> _Task brief_: The copy should run from the line containing "Exercise. Point to the cloudy" through the last line of the entries below, exactly as written, with pictures omitted.

····················

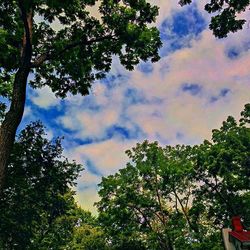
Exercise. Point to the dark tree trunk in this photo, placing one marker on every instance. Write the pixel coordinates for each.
(14, 116)
(12, 120)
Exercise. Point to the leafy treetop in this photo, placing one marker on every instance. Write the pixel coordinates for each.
(70, 47)
(225, 20)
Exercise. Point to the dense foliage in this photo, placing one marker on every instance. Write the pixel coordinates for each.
(37, 206)
(225, 19)
(180, 197)
(66, 48)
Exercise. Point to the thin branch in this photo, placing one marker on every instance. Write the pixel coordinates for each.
(27, 19)
(52, 55)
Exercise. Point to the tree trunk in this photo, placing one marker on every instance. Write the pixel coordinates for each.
(12, 120)
(14, 116)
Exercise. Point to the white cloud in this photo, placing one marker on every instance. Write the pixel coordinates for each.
(44, 98)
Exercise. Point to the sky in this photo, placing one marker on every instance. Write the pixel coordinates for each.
(199, 81)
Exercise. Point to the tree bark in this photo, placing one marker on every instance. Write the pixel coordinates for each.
(12, 120)
(14, 116)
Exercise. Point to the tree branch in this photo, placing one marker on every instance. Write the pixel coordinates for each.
(27, 18)
(52, 55)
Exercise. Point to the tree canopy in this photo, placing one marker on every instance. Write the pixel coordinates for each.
(180, 197)
(225, 19)
(66, 48)
(37, 207)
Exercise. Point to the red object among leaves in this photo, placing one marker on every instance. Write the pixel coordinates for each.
(238, 232)
(237, 225)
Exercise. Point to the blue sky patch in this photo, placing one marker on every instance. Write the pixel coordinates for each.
(191, 88)
(223, 93)
(233, 53)
(92, 168)
(178, 31)
(146, 67)
(133, 96)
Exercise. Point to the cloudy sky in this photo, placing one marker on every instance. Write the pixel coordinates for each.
(198, 82)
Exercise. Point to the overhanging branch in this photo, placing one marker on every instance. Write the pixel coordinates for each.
(50, 55)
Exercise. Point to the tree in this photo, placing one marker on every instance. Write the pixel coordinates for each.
(150, 199)
(180, 197)
(70, 57)
(226, 20)
(223, 172)
(37, 207)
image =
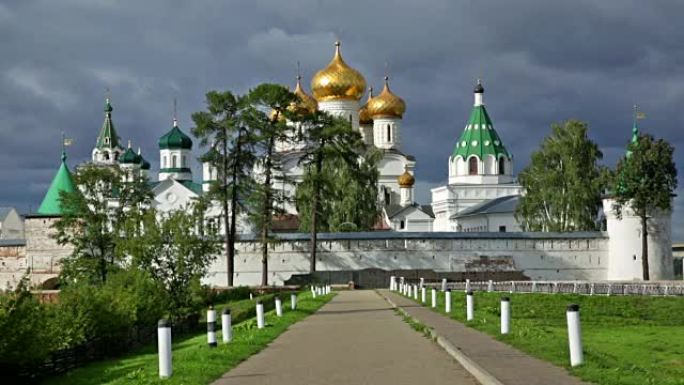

····················

> _Expected output_:
Exercise. Point to the cloudy sky in this photo, placing one marker on every instance. Write the pixel coordinates for each.
(198, 82)
Exercise. Point to the overhanging branch in this photo, placing one marker on every instance. Write the pixel coordinates for each.
(50, 55)
Exercise. Point to the tree in this photo, placing one marker on every instance. Write the pixel coordinates for each.
(150, 199)
(180, 197)
(70, 57)
(226, 20)
(223, 172)
(37, 207)
image =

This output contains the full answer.